WHAT YOU NEED TO DO →
Please retype every record exactly as it appears, omitting the pictures.

RECORDED DATA →
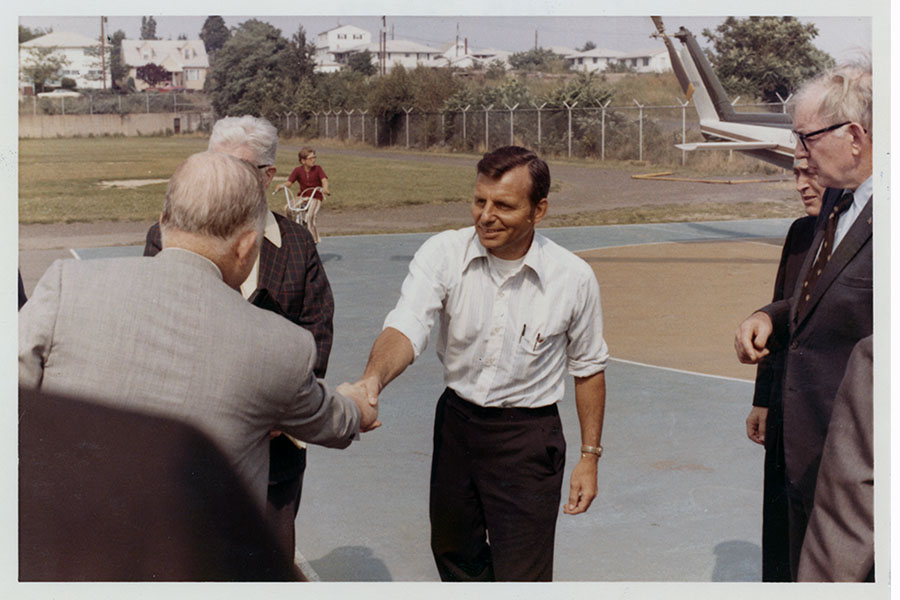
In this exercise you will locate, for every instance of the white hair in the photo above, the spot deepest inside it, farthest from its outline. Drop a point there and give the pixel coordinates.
(215, 195)
(254, 133)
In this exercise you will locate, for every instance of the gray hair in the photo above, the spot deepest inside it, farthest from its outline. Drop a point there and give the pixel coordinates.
(843, 93)
(215, 195)
(254, 133)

EXERCISE ANSWER →
In this exercise you will locate, for every instance of the white hair in the photo above, the spot deepest inside it, farthest from its outline. Drop a point there and give the pixel coordinates.
(215, 195)
(254, 133)
In this exercise you will locate, for every instance of the gray hair in the photo above, the spot deepest inside it, farthest from its outline. Drop a point there and give the pixel coordinates.
(843, 93)
(215, 195)
(254, 133)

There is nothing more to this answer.